Data excerpts
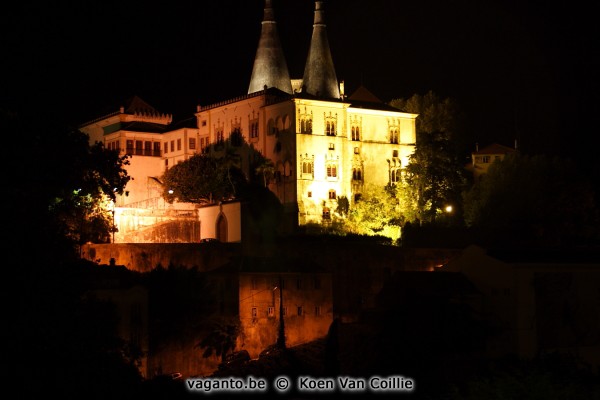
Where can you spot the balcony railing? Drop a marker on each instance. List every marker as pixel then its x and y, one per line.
pixel 143 152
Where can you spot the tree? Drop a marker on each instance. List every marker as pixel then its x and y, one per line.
pixel 375 213
pixel 221 338
pixel 202 179
pixel 266 169
pixel 435 175
pixel 538 200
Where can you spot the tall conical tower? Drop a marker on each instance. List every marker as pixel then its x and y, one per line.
pixel 319 75
pixel 270 68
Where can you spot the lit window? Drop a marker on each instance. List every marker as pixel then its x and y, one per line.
pixel 254 129
pixel 331 170
pixel 355 133
pixel 395 175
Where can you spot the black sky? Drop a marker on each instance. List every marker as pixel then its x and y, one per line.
pixel 520 69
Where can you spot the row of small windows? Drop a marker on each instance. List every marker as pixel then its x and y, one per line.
pixel 300 311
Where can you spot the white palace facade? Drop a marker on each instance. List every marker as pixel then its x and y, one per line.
pixel 323 143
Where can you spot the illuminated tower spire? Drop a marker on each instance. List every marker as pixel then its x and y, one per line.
pixel 319 75
pixel 270 68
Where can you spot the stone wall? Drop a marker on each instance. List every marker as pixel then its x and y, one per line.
pixel 143 257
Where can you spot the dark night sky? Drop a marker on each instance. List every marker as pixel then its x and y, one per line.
pixel 520 69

■ **Problem to work on**:
Retype, exactly as written, each line from the one that has "Where can you spot the white" to the bottom of the entries above, and include both of those lines.

■ **The completed task**:
Where can you spot the white palace facade? Drop a marker on each instance. List every marker as pixel then its x and y, one per line.
pixel 323 143
Where can you spot the illuminated tower spire? Drop a marker on each instance. List every marker as pixel then its x and y, one per line.
pixel 319 75
pixel 270 68
Where can you spot the stone wall? Drop a marker on each instance. List every marker as pixel then its x and y, one per line.
pixel 143 257
Where can you spot the dark night sky? Drop a marker on each instance. List every marker as pixel then its x and y, one per line.
pixel 520 69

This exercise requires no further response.